• Vorliegender Text:
:::::
Drei Berliner Hochschulen haben kein Semesterticket mehr. An der HU läuft der Vertrag mit dem Verkehrsverbund Berlin-Brandenburg (VBB) dieses Semester aus und ein mögliches Ende aller Semestertickets in Berlin steht im Raum. Wie steht es um das ÖPNV-Angebot für Student*innen in Berlin?

Seit diesem Semester haben die HTW, TU und UdK kein Semesterticket mehr. Laut Tagesspiegel sind insgesamt circa 53.000 Student*innen von dem Wegfall des Semestertickets betroffen. In einer Rundmail des Referent*innenrats (RefRats) der HU vom vorletzten Freitag wird eine Kampagne für den Erhalt des Tickets ausgerufen, da es wahrscheinlich ab nächstem Semester auch an der HU kein Semesterticket mehr geben wird.
:::::
• Bereitgestellte Angaben:
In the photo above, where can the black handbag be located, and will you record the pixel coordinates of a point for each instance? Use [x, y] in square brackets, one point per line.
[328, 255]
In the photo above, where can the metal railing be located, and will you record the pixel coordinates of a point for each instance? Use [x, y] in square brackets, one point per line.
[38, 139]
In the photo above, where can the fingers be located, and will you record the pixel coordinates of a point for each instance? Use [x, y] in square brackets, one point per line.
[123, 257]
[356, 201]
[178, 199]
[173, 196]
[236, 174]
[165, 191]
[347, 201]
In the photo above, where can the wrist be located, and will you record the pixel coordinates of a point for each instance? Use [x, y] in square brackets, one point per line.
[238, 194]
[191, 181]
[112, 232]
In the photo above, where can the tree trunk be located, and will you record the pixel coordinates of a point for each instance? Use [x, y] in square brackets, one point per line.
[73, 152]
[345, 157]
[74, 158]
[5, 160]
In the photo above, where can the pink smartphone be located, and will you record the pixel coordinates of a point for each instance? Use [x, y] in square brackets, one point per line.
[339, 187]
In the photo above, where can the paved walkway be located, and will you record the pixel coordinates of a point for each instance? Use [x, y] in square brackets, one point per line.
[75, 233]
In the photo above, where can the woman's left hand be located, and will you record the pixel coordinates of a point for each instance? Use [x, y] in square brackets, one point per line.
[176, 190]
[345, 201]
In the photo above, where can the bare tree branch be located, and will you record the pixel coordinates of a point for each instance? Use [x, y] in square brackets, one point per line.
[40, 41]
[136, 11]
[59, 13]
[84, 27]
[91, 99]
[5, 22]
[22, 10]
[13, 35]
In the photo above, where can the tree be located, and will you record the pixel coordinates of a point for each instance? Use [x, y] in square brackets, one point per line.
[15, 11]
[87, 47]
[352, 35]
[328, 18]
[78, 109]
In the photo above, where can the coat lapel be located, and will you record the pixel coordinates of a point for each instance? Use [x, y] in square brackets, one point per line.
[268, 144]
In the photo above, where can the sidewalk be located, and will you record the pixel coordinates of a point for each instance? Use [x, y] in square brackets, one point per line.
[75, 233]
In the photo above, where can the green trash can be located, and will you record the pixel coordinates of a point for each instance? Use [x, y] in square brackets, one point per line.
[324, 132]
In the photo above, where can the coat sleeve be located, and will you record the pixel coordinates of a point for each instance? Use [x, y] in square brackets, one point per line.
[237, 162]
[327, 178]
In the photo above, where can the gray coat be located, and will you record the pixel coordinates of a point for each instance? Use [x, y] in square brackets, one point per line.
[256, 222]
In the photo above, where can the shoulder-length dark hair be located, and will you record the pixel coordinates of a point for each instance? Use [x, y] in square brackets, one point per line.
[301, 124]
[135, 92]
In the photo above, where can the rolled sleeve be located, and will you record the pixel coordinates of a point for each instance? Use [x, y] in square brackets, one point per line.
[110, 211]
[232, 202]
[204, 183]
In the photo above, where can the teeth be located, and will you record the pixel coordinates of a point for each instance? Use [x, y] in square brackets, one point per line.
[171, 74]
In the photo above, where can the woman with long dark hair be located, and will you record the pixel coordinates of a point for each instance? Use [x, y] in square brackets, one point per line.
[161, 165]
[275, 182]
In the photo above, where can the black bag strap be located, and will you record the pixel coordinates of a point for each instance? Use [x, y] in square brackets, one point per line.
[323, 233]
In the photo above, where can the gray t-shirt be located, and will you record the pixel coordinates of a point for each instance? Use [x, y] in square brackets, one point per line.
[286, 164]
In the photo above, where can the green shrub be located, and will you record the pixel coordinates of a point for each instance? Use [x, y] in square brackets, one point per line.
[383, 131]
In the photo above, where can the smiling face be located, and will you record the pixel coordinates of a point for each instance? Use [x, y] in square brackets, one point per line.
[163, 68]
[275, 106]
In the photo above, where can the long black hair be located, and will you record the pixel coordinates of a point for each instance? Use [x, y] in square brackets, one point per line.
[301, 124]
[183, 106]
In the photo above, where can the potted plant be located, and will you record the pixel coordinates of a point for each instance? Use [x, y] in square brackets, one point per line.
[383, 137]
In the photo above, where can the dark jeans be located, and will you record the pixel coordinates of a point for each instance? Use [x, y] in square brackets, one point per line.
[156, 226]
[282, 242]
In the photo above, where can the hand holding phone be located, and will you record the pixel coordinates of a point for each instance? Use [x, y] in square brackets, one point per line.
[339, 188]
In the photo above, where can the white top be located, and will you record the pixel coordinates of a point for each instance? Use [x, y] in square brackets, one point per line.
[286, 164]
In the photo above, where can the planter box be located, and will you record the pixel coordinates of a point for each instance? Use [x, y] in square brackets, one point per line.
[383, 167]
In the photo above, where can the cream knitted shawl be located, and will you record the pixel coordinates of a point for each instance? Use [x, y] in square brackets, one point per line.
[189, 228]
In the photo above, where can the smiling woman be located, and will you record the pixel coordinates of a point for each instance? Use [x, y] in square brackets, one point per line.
:::::
• Ziele:
A. Welche drei Hochschulen haben laut dem Text über das Semesterticket in Berlin seit diesem Semester kein Semesterticket mehr?
B. Setze den Text über das Semesterticket in Berlin im Anschluss an seinen letzten Satz fort.

• Lösungen der Übungen:
A. Die HTW, die TU und die UdK.

B.
Das Ticket ermöglicht es Student*innen durch ein Solidarmodell mit S-/U-Bahn, Bus und Tram im Tarifbereich ABC unterwegs zu sein (inklusive Regionalzügen innerhalb Berlins und Fahrradmitnahme). Jede Hochschule handelt separat alle drei Jahre mit dem VBB einen Semesterticketvertrag aus. Der Vertrag regelt die Ticketgebühr und Konditionen und muss von den Student*innen der Hochschule per Urabstimmung bestätigt werden. Damit der Vertrag unterzeichnet werden darf, müssen mindestens 10% der eingeschriebenen Student*innen mit „Ja“ abgestimmt haben und die „Ja“-Stimmen müssen die Mehrheit bilden. Von der Semesterticketgebühr kann man sich nur unter bestimmten Umständen freistellen lassen (beispielsweise bei einem Auslandssemester). Nach dem Solidarmodell muss die Gebühr nämlich prinzipiell von allen Student*innen bezahlt werden. Der Semesterbeitrag an der HU beträgt für dieses Semester 315,64 Euro, davon fallen 201,80 Euro für das Semesterticket an, was 33,63 Euro monatlich ergibt.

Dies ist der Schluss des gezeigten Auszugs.